Things to do:
1. In the article on date mussel poaching, rewrite the paragraph beginning "Date mussels, Lithophaga lithophaga" as a short bulleted list that keeps its main facts.
2. List every figure in the article on date mussel poaching that is given with a percent sign or a euro sign.
3. Write the next part of the article on date mussel poaching, picking up after its final sentence.

Text:
A three-year investigation by Italian police has broken up two syndicates that paid divers to collect the highly-prized date mussel, a species which is protected throughout most of the Mediterranean.
The divers targeted the Faraglioni, three giant rock stacks off the coast of Capri and one of the island’s most famous sights.
The syndicates were making a fortune from selling the shellfish to restaurants in and around Naples, which lies just across the water from Capri.
Date mussels are a protected species that take decades to reach maturity
Credit: Guardia di Finanza
Italy’s Guardia di Finanza police arrested 19 people in connection with the investigation, accusing them of wreaking “environmental devastation” on the seabed.
Police said that 48% of the seabed around the Faraglioni rock pillars had been damaged by the illegal harvest.
Date mussels, Lithophaga lithophaga, are so named because they resemble Arabian dates. They are an endangered species but on the black market can sell for up to €200 a kilo.
In a wire-tapped telephone call, one of the people arrested boasted that he had earned €20,000 in a few months.

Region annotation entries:
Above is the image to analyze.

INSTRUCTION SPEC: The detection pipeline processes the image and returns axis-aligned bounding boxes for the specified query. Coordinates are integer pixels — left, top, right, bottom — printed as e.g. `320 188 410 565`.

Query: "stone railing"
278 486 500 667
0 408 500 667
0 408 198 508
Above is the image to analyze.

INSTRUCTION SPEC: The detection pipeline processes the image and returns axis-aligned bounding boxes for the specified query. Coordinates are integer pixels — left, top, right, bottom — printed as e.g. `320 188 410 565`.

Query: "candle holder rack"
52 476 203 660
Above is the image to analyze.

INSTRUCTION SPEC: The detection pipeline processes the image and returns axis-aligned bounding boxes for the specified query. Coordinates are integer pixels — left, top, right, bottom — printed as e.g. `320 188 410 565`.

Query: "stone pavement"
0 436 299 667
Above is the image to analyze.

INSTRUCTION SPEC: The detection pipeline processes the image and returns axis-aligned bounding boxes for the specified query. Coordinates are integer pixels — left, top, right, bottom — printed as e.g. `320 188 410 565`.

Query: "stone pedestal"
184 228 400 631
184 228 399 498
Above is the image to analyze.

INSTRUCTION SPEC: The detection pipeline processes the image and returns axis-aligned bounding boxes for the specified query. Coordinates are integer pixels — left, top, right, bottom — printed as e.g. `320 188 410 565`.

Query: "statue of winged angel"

Responses to the tasks:
1.
- Date mussels (Lithophaga lithophaga) get their name from their resemblance to Arabian dates.
- They are an endangered species.
- On the black market they can fetch up to €200 a kilo.

2.
- 48%
- €200
- €20,000

3.
Huge quantities of date mussel were poached from the seabed off Capri, police said
Credit: Guardia di Finanza
“This illegal activity does incalculable damage to the marine ecosystem. They are pirates who without any scruples destroy this country’s most beautiful coastal areas,” said Mariateresa Imparato, from Legambiente, an environmental organisation.
Consumers who choose to order a plate of pasta with date mussels were “complicit in a serious environmental crime,” she said.
Date mussels take between 15 and 35 years to grow to just 5cm in length so harvesting a large quantity means scouring a huge area of seabed, reducing it to a “marine desert”, Legambiente said.
The harvesting of the species has been illegal in Italy since 1998, according to Fedagripesca, a commercial fishing association.
“The police operation has finally put a brake on this type of illegal fishing, which has been destroying marine habitats of extraordinary beauty for decades,” said Marino Lembo, the mayor of Capri.